▶ [EXERCISE AIM] Lay out everything from the start of the data down to the line containing "[371,190,500,280]" as a numbered list, both ends included and blank lines left out.

Excerpts of bounding box data

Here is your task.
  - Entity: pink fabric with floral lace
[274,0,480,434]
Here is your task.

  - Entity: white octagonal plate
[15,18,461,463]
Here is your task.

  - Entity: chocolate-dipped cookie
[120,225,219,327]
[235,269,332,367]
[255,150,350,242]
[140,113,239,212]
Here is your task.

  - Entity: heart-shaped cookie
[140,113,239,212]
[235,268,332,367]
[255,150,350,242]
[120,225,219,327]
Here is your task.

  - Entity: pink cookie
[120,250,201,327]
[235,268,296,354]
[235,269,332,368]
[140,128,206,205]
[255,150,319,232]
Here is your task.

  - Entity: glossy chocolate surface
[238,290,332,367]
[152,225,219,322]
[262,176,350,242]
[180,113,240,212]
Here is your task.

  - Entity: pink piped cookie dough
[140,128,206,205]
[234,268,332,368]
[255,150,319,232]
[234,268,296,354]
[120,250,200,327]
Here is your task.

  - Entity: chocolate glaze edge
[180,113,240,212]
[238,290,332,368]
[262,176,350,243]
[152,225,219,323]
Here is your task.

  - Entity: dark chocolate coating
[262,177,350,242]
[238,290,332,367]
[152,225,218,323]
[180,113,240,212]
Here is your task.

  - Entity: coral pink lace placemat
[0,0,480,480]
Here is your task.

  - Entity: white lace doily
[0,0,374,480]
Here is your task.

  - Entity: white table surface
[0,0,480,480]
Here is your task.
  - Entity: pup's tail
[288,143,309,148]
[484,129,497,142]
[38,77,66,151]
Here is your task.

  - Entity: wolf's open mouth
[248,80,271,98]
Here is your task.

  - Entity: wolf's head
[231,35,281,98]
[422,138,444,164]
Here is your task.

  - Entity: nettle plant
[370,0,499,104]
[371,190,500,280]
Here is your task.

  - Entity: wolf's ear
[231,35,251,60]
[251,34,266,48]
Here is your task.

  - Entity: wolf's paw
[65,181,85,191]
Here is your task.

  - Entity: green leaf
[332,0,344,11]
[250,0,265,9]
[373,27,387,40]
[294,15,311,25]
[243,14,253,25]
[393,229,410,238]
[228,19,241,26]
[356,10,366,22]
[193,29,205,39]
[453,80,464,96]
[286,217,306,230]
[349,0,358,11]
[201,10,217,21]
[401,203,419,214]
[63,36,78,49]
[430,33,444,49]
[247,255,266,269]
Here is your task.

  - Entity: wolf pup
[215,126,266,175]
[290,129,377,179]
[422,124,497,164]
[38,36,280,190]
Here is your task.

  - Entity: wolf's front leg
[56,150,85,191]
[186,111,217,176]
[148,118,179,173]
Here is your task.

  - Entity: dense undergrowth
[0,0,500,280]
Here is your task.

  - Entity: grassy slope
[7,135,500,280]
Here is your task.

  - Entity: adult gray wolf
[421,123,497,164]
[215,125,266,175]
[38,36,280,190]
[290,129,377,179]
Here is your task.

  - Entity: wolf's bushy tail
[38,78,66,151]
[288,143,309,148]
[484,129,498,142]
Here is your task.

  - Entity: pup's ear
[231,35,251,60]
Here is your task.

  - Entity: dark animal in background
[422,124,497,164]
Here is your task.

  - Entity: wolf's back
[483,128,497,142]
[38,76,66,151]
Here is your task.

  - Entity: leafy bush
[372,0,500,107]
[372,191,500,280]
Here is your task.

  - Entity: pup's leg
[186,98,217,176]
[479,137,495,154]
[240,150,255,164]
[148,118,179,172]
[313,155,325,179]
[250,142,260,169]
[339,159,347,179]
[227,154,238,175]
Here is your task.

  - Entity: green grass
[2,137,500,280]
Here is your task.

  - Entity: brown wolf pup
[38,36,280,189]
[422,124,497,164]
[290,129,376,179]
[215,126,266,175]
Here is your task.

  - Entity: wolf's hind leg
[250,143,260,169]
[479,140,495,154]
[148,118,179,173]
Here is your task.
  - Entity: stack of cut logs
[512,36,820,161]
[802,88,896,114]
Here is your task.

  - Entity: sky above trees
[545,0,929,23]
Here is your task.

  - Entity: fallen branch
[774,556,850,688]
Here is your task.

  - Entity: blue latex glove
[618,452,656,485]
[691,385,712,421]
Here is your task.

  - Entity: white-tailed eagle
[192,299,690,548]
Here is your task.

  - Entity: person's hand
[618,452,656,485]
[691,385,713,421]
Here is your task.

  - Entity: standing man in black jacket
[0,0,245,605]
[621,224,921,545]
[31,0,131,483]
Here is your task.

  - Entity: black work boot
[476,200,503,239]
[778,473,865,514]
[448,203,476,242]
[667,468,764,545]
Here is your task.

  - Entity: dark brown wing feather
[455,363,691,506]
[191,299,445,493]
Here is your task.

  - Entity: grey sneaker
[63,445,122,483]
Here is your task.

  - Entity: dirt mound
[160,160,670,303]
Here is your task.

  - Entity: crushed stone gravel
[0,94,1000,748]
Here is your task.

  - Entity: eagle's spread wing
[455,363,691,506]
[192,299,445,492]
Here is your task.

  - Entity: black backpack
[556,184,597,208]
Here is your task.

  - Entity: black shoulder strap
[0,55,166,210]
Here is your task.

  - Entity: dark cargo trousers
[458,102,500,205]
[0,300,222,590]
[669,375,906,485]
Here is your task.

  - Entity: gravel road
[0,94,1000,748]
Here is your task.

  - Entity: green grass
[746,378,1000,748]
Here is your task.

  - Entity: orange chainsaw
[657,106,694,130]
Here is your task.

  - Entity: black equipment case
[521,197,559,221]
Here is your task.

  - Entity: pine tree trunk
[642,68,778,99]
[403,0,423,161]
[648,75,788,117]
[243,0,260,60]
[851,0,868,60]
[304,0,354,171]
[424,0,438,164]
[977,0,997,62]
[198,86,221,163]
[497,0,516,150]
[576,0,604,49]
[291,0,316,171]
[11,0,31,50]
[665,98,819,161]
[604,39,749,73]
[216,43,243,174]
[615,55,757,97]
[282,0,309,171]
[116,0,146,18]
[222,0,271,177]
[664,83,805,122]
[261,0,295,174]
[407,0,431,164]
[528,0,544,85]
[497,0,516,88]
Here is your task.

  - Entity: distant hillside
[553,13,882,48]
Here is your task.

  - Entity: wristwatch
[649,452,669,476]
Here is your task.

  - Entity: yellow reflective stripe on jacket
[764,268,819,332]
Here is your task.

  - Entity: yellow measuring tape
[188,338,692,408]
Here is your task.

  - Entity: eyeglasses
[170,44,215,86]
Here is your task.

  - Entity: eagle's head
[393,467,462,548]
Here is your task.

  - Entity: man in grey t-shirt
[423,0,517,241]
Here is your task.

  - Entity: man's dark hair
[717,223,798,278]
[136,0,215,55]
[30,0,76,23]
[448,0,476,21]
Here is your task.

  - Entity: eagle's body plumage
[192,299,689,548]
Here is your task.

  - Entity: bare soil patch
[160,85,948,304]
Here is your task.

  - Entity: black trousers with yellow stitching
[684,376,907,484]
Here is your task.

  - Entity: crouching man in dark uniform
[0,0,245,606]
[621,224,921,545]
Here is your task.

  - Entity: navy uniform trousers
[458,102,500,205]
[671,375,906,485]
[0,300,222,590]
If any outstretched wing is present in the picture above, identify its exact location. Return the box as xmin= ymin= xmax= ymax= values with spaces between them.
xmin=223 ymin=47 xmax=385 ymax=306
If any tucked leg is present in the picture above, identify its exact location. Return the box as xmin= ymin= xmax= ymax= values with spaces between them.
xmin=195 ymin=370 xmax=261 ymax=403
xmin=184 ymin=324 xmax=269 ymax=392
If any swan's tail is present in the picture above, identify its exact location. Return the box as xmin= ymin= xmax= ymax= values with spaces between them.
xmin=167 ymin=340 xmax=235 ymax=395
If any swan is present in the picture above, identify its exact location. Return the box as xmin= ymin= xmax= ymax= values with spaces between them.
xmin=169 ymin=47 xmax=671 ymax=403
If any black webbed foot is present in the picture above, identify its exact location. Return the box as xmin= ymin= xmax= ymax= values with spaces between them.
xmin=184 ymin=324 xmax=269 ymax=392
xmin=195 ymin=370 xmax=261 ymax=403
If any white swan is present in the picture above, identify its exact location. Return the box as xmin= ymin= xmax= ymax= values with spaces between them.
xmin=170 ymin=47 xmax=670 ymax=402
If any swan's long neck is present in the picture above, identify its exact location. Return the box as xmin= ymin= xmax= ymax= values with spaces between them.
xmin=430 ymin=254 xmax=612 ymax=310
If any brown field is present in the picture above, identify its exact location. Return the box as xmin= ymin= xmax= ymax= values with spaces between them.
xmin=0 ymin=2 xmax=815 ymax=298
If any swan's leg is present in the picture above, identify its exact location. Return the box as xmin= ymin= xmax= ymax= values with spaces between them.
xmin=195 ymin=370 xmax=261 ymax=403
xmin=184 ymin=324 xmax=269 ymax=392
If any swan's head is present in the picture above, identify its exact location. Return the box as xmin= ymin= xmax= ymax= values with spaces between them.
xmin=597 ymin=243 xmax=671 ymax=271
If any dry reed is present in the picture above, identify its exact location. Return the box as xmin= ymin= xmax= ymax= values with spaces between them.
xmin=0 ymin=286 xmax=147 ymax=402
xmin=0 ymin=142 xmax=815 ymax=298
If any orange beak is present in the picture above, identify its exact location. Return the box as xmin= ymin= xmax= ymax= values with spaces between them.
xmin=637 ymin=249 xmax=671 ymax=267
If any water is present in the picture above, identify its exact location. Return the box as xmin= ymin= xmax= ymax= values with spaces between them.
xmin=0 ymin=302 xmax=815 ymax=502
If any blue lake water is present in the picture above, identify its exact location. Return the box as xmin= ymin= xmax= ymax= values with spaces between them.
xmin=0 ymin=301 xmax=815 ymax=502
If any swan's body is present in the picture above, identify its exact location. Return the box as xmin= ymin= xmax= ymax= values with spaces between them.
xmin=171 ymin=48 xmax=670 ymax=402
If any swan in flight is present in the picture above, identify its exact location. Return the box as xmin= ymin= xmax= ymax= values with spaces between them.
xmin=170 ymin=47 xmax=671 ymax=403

▶ [SOLVED PROBLEM]
1. Here is your task.
2.   - Entity: pink fabric with floral lace
3. [274,0,480,434]
4. Here is your task.
5.   - Entity: white octagonal plate
6. [15,18,461,463]
7. Here is your task.
8.   - Entity: chocolate-dipped cookie
9. [120,225,219,327]
10. [235,269,332,367]
11. [255,150,350,242]
12. [140,113,239,212]
13. Here is your task.
14.   - Entity: heart-shaped cookie
15. [140,113,239,212]
16. [235,268,332,367]
17. [255,150,350,242]
18. [120,225,219,327]
19. Here is your task.
20.   - Entity: pink cookie
21. [120,250,201,327]
22. [235,268,296,354]
23. [235,269,332,368]
24. [140,128,206,205]
25. [255,150,319,232]
26. Here is your task.
27.   - Entity: glossy chocolate surface
28. [238,290,332,367]
29. [152,225,219,322]
30. [262,176,350,242]
31. [180,113,240,212]
32. Here is your task.
33.   - Entity: pink piped cookie dough
34. [140,128,206,205]
35. [234,268,332,368]
36. [255,150,319,232]
37. [234,268,296,354]
38. [120,250,200,327]
39. Here is your task.
40.   - Entity: chocolate glaze edge
41. [180,113,240,212]
42. [238,290,332,368]
43. [262,176,350,243]
44. [152,225,219,323]
45. Here is your task.
46.   - Entity: dark chocolate coating
47. [262,177,350,242]
48. [238,290,332,367]
49. [152,225,218,323]
50. [180,113,240,212]
51. Here is your task.
52.   - Entity: coral pink lace placemat
53. [0,0,480,480]
54. Here is your task.
55.   - Entity: white lace doily
56. [0,0,374,480]
57. Here is your task.
58.   - Entity: white table surface
59. [0,0,480,480]
60. Here is your task.
61.   - Entity: pup's tail
62. [288,143,309,148]
63. [484,129,497,142]
64. [38,77,66,151]
65. Here is your task.
66.   - Entity: wolf's open mouth
67. [248,80,271,98]
68. Here is your task.
69.   - Entity: wolf's head
70. [231,35,281,98]
71. [422,138,444,164]
72. Here is your task.
73.   - Entity: nettle plant
74. [370,0,499,104]
75. [371,190,500,280]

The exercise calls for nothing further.